**Task instructions**
Find every line in the rows that contains the string "tablet", and copy each one.

**Information supplied**
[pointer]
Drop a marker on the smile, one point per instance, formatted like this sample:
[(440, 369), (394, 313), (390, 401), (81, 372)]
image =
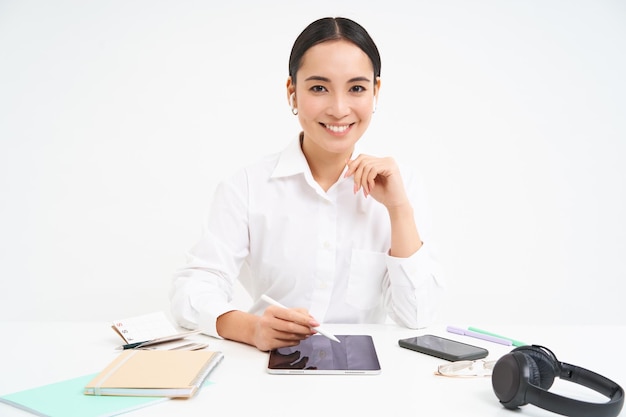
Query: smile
* * *
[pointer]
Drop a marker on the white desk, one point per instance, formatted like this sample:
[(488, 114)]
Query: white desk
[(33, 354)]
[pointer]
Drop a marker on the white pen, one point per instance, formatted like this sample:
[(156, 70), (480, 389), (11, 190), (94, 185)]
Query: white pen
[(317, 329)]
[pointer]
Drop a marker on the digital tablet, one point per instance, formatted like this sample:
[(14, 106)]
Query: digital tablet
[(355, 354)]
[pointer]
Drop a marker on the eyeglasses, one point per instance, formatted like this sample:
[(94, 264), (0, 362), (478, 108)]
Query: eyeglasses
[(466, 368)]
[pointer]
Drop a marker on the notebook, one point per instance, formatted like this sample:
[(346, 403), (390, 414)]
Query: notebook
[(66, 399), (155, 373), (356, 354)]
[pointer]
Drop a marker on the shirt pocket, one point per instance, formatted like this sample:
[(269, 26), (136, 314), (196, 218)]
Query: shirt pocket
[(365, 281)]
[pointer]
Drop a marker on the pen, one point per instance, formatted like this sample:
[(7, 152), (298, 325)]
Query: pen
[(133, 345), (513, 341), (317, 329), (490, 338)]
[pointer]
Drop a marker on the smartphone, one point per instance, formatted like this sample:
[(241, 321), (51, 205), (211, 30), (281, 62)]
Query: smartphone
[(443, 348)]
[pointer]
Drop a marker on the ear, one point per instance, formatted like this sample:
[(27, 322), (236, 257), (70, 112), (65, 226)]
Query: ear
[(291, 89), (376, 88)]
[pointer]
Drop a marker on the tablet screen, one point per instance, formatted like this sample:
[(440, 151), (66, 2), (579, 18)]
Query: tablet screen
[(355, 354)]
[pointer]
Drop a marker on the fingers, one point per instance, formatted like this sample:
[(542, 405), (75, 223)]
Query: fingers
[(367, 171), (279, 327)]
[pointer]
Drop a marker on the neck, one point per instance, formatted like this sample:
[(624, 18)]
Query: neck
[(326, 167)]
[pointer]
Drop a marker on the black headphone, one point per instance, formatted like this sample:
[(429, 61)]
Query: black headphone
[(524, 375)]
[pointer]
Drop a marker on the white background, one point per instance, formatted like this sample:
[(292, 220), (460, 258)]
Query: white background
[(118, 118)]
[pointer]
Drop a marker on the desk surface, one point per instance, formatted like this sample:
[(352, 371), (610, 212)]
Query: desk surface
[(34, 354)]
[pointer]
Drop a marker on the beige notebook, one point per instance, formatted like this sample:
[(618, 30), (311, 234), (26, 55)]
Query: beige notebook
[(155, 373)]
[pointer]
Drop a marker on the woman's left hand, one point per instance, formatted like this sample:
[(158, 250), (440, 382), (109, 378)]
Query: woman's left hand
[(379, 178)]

**Result**
Drop a marker on the digital tablet, one point per instance, formatted like this sample:
Query: digital tablet
Drop a marker on the tablet screen, one point per instance, formatted like this sample:
Query: tablet screen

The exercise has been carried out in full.